Exercise aim:
Can you retype the entries below word for word, leaving out the pictures?

Pointing dataset excerpts:
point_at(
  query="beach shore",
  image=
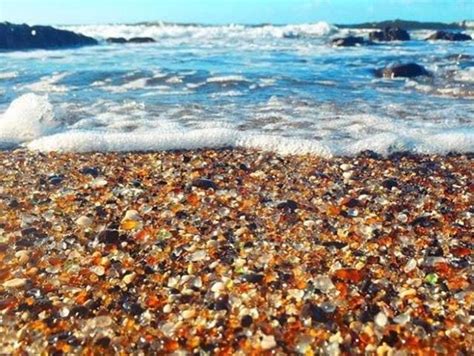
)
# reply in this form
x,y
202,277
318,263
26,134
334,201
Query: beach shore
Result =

Finished answer:
point_at(
  query="beach shore",
  image=
)
# reply in this form
x,y
202,277
318,263
26,134
334,201
Query: beach shore
Result =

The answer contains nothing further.